> [PROBLEM STATEMENT] Repeat, exactly and alone, every line from the line that contains "of the lake" to the end of the entries.
start
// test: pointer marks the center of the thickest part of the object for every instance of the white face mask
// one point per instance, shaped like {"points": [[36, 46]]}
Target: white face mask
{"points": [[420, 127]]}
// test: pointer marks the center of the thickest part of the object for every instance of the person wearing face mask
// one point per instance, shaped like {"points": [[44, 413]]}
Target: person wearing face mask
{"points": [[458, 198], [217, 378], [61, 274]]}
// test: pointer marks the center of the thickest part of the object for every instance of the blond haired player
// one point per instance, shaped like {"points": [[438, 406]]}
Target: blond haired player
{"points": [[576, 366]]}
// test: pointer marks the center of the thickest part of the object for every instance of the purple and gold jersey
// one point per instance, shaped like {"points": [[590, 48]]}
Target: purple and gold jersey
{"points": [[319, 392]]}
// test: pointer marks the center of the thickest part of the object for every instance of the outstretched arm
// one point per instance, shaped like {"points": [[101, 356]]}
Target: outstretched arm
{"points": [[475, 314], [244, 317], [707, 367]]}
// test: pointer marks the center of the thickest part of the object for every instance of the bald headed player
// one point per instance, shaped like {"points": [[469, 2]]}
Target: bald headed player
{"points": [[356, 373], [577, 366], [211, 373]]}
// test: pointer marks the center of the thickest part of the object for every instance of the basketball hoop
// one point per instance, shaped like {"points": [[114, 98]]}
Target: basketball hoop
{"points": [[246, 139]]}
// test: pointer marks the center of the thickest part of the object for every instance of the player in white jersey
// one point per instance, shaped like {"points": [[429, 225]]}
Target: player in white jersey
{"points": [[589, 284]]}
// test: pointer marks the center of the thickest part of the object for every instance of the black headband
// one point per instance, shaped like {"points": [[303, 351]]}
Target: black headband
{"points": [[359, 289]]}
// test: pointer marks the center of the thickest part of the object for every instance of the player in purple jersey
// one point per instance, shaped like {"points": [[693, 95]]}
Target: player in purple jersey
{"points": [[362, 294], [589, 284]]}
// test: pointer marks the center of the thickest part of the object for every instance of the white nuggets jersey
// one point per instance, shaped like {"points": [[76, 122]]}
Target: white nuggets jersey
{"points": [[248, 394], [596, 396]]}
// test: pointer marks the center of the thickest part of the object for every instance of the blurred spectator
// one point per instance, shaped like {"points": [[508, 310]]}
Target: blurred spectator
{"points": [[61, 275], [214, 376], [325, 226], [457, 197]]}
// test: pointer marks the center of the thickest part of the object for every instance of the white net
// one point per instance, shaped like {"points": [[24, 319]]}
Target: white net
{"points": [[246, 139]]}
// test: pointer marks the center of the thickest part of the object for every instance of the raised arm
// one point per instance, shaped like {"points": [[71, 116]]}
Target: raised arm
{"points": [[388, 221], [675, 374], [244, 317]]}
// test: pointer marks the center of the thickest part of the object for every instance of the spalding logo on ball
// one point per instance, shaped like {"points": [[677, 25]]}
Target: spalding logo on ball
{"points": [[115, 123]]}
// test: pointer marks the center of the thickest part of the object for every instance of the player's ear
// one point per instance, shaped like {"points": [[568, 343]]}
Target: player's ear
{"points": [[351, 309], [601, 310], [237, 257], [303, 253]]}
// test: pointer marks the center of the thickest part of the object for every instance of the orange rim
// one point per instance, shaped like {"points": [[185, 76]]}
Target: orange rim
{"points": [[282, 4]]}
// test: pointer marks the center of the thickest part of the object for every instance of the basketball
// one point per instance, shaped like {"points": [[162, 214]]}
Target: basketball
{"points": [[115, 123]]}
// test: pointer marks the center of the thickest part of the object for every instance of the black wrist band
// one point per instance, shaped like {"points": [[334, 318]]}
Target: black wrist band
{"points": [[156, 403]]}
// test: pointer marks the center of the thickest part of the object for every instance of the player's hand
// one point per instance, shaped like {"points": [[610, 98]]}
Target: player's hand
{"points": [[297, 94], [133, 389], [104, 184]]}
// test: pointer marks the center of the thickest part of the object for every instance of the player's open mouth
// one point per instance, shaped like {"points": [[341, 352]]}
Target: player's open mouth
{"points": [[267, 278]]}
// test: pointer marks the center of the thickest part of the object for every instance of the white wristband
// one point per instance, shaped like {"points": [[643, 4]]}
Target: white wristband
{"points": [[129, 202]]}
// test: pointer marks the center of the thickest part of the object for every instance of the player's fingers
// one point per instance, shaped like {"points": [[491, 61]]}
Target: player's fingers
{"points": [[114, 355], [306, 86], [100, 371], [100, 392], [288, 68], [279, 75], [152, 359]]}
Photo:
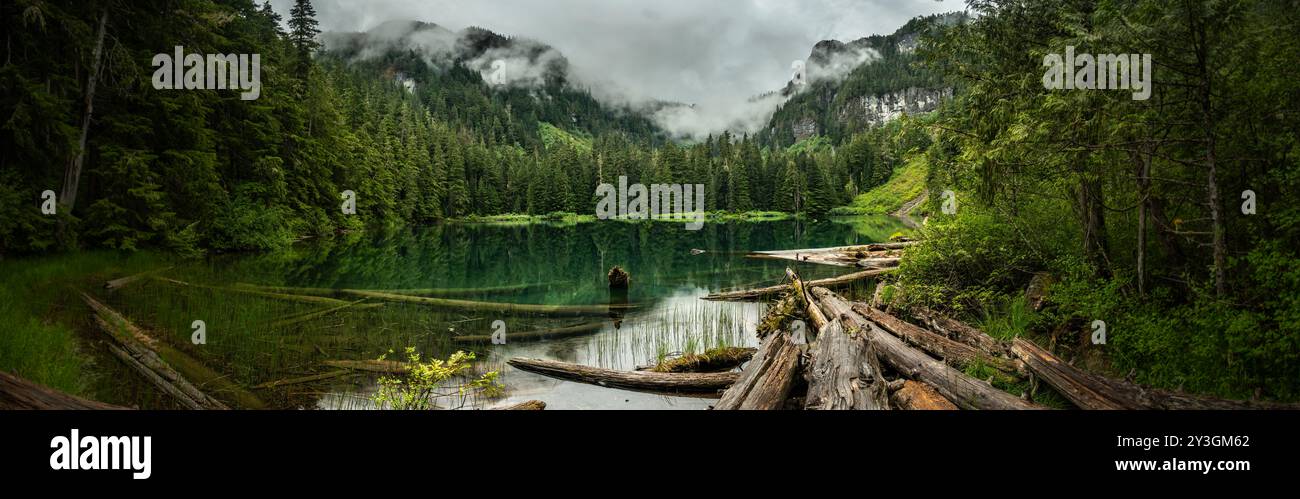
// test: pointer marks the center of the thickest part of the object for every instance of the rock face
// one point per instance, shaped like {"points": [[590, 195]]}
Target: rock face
{"points": [[878, 109], [804, 129]]}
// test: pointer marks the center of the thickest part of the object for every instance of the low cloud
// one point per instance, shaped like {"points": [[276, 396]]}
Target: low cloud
{"points": [[715, 55]]}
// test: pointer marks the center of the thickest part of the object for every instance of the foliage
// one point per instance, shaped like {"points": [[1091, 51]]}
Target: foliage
{"points": [[428, 381]]}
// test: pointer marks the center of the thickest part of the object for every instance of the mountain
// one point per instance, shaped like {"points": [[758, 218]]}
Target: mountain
{"points": [[861, 83], [501, 87]]}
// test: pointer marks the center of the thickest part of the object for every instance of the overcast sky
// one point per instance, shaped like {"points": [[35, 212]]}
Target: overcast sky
{"points": [[709, 52]]}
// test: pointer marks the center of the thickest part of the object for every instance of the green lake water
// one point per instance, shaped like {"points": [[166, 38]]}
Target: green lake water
{"points": [[562, 265]]}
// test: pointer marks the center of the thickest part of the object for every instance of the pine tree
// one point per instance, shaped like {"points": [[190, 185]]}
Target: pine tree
{"points": [[303, 30]]}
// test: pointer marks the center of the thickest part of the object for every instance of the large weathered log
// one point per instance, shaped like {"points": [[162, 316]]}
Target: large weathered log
{"points": [[640, 381], [1092, 391], [758, 294], [840, 256], [495, 307], [536, 335], [319, 300], [844, 372], [181, 395], [875, 263], [310, 316], [778, 315], [139, 351], [805, 299], [18, 394], [425, 291], [953, 352], [714, 360], [962, 333], [767, 380], [304, 378], [121, 282], [527, 406], [385, 367], [953, 385], [914, 395]]}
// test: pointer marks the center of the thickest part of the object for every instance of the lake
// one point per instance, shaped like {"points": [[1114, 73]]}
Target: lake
{"points": [[256, 335]]}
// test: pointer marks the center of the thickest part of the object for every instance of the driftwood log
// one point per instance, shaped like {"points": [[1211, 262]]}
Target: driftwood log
{"points": [[714, 360], [914, 395], [138, 351], [1092, 391], [758, 294], [18, 394], [534, 335], [962, 333], [767, 380], [844, 373], [953, 385], [638, 381], [950, 351], [495, 307], [527, 406]]}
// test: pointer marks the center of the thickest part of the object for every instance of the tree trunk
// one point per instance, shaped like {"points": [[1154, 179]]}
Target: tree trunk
{"points": [[18, 394], [947, 350], [962, 333], [527, 406], [640, 381], [1092, 391], [757, 294], [767, 380], [914, 395], [72, 176], [844, 372], [953, 385]]}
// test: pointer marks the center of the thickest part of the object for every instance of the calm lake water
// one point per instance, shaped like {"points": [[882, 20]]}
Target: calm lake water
{"points": [[248, 341]]}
end
> [SOLUTION FOR THIS TASK]
// test: pointer marks the center of the thickest part of the object for every instance of the lake
// one point per instance, shaped like {"points": [[1114, 73]]}
Target: lake
{"points": [[256, 335]]}
// test: pointer marks the center of the thickest part of the object for every instance of the driftwood log
// one point per instance, shaped like {"points": [[1211, 262]]}
Target: driftwood log
{"points": [[714, 360], [914, 395], [138, 351], [1092, 391], [758, 294], [18, 394], [534, 335], [962, 333], [767, 380], [844, 373], [953, 385], [638, 381], [950, 351], [495, 307], [527, 406]]}
// test: pointer marks the center of the thickest part of the object for every instance of the tree trunk
// one point per instance, shaped like {"points": [[1154, 179]]}
Target: tree trunk
{"points": [[18, 394], [947, 350], [962, 333], [527, 406], [640, 381], [1092, 391], [757, 294], [767, 380], [914, 395], [72, 176], [844, 372], [953, 385]]}
// test: pointer marks the center of the thickest part of the object for every instance of the calm lake water
// one point per instance, shaped like {"points": [[882, 20]]}
Target: calm lake water
{"points": [[248, 341]]}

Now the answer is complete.